[Point placement rows]
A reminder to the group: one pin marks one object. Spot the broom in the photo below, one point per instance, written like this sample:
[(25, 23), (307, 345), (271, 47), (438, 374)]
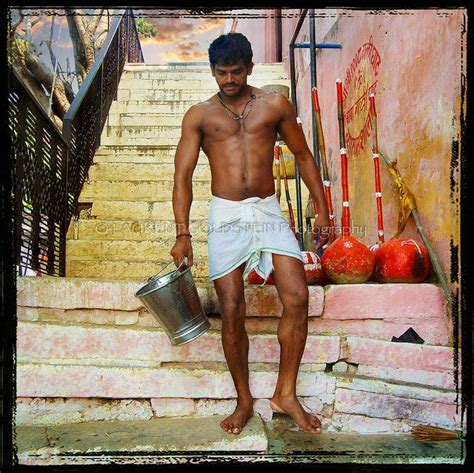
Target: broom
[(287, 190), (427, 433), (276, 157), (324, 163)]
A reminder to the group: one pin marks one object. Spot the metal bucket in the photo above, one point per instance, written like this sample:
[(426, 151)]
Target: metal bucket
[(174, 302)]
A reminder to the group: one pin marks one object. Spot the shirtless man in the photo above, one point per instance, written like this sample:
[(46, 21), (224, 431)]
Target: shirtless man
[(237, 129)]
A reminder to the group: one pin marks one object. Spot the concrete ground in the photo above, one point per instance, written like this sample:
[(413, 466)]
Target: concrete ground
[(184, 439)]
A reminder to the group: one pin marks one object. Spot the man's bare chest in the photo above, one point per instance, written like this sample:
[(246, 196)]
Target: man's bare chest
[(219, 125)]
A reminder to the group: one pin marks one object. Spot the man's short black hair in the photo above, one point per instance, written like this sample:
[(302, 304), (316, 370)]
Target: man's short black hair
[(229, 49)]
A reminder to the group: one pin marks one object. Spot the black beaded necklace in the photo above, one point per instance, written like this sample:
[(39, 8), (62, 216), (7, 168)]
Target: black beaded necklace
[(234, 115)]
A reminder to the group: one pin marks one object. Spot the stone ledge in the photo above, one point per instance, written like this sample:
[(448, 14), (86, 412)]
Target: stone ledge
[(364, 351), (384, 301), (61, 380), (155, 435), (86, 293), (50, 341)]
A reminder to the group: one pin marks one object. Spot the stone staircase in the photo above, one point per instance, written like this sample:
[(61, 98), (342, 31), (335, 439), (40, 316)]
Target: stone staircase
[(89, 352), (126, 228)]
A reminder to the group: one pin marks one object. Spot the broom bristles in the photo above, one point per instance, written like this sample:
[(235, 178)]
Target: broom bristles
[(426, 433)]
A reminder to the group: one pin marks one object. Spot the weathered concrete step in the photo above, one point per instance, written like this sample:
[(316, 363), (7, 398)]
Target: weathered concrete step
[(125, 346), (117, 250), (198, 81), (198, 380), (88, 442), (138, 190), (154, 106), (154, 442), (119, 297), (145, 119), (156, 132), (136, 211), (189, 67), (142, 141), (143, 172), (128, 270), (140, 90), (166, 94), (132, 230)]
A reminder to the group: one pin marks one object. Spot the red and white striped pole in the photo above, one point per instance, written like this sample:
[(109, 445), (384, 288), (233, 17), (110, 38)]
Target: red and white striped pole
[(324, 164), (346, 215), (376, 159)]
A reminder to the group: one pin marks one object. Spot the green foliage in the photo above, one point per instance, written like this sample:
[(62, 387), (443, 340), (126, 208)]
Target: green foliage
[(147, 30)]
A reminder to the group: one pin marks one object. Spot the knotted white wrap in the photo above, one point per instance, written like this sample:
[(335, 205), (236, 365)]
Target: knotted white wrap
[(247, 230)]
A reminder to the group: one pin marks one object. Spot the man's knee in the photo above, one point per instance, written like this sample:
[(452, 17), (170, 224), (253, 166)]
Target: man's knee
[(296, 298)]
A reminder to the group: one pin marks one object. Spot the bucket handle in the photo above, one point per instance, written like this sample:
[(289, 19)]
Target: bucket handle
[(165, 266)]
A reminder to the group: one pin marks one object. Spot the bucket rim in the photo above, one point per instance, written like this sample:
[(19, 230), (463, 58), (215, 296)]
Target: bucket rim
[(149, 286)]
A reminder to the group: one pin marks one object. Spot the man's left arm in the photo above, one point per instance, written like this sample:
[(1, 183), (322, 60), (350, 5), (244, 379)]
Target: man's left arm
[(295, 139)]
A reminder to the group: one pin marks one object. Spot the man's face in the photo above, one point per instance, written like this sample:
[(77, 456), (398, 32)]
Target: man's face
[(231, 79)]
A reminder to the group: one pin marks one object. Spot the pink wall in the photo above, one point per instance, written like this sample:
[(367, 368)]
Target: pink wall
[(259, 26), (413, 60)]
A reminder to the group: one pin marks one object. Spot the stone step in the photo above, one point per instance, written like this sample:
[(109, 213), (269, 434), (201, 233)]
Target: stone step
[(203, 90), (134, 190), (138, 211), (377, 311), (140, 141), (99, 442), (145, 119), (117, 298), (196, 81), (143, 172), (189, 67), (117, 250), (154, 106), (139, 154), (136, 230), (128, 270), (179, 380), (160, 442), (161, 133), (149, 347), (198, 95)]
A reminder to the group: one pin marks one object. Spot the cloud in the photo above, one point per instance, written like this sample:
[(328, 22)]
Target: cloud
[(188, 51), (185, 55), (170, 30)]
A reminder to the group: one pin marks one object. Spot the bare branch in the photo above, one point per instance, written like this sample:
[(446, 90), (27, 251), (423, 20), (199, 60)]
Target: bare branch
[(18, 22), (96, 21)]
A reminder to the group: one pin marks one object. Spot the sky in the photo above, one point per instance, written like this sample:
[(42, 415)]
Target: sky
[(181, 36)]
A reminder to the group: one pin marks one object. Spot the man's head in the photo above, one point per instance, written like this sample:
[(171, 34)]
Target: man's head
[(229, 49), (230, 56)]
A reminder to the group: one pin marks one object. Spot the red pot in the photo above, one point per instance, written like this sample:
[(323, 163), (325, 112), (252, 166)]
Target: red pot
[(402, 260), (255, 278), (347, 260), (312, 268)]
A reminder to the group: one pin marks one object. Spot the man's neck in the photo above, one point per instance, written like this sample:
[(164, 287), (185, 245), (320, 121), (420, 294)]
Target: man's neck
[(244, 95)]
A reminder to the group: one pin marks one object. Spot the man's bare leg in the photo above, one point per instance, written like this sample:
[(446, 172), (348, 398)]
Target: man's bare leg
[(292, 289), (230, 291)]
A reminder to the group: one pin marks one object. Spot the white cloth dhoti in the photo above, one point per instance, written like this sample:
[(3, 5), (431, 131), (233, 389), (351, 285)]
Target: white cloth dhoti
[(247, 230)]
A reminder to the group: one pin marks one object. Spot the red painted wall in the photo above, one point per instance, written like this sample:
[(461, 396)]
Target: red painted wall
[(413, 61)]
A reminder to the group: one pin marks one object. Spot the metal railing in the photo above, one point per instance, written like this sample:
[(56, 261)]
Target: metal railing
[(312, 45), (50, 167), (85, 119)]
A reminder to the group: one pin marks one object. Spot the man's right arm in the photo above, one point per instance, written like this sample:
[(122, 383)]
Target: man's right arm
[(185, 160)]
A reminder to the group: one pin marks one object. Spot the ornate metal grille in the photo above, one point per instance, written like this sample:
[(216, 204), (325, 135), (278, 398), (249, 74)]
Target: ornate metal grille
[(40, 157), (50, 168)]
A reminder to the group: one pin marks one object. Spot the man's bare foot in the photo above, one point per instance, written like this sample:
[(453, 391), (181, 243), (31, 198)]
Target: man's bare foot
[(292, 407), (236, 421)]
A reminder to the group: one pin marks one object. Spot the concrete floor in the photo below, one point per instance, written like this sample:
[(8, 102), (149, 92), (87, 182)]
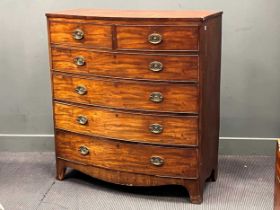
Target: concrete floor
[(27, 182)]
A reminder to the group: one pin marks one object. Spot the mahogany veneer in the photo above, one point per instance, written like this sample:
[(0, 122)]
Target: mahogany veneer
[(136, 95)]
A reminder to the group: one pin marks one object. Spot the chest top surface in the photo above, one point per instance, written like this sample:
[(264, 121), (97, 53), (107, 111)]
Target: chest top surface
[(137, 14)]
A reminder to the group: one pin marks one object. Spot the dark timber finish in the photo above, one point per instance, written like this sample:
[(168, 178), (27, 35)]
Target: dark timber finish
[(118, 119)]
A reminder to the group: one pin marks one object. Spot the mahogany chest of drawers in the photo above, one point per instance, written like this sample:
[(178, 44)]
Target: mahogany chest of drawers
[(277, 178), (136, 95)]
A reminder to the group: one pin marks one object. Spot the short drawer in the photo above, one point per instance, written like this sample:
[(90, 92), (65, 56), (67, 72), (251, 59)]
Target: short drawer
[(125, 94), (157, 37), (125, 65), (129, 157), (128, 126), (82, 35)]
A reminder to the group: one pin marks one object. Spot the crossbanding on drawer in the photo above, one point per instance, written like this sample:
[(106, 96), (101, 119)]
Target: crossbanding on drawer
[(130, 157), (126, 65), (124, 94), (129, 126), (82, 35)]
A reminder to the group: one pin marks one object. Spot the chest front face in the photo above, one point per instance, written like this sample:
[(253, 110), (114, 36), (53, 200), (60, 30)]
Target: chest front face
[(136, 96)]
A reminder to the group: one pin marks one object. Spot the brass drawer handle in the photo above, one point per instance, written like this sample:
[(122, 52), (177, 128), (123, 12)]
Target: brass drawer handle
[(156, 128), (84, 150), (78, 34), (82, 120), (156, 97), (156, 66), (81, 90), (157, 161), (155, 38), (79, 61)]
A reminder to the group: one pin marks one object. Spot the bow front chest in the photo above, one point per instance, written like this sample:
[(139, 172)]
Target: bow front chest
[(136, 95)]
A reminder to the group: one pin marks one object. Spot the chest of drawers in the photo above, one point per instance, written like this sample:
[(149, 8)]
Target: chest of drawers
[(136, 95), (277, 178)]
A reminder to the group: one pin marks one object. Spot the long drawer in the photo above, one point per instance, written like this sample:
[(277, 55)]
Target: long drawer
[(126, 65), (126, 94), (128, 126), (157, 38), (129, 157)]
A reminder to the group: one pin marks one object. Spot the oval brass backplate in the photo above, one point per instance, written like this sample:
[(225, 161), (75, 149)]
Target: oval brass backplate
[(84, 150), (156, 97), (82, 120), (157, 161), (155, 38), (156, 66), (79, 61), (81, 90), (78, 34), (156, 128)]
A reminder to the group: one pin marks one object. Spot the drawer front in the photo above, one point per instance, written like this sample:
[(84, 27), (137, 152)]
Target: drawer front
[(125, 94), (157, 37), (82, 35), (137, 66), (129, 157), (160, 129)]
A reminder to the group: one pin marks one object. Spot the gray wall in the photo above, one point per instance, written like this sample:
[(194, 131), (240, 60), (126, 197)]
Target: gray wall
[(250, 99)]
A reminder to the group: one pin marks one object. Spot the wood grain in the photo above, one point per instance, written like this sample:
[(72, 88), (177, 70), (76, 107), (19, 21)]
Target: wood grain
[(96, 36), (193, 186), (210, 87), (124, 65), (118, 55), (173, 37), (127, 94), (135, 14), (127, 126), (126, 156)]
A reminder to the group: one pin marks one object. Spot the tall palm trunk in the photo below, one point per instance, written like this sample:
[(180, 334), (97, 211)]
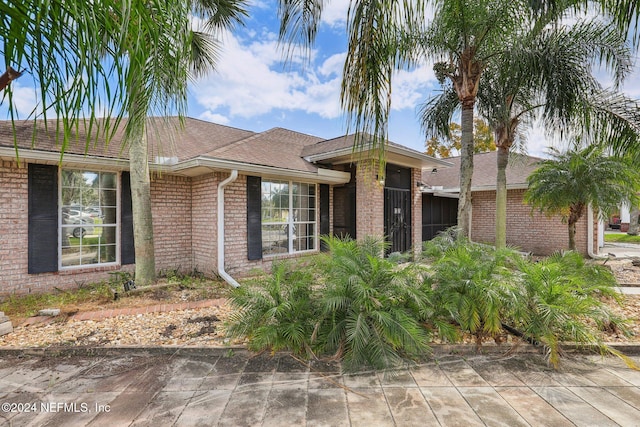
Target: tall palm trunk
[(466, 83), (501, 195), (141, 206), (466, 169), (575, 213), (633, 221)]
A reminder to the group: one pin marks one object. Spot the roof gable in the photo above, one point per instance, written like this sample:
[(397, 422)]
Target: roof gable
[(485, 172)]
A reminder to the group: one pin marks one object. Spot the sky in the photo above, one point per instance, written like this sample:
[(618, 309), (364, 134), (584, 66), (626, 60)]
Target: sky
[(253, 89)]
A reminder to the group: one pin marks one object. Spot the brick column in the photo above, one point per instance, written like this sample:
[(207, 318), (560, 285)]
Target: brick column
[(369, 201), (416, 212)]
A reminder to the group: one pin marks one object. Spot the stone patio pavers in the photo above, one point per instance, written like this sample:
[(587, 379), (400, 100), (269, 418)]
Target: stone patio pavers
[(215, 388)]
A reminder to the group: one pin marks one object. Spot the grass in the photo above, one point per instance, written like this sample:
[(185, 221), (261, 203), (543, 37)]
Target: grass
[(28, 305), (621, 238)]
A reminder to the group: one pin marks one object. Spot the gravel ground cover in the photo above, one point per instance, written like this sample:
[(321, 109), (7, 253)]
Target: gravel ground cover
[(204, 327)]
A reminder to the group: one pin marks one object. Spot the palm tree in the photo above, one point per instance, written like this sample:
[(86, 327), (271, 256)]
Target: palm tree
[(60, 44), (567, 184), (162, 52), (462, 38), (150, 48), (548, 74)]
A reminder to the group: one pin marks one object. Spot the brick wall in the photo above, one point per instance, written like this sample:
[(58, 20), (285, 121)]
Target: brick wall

[Set problem]:
Copy the rows from the beginning through the line containing "[(237, 129)]", both ends included, leaving out the pictures.

[Solution]:
A reminder to the group: one pin marks one object. Spot the broom in the photo below, one point per instance, written like this sample:
[(25, 23), (307, 345), (271, 47), (438, 374)]
Target: broom
[(287, 190), (427, 433), (276, 157), (324, 163)]
A reminder to the group: one pin marks one object. Spot the metal bucket in the photo above, one point per instance, written like this sample:
[(426, 151)]
Target: metal bucket
[(174, 302)]
A reminder to the group: one pin marks one object. Spot the shirtless man in the photo above, one point per instance, written like this sample:
[(46, 21), (224, 431)]
Target: shirtless man
[(237, 129)]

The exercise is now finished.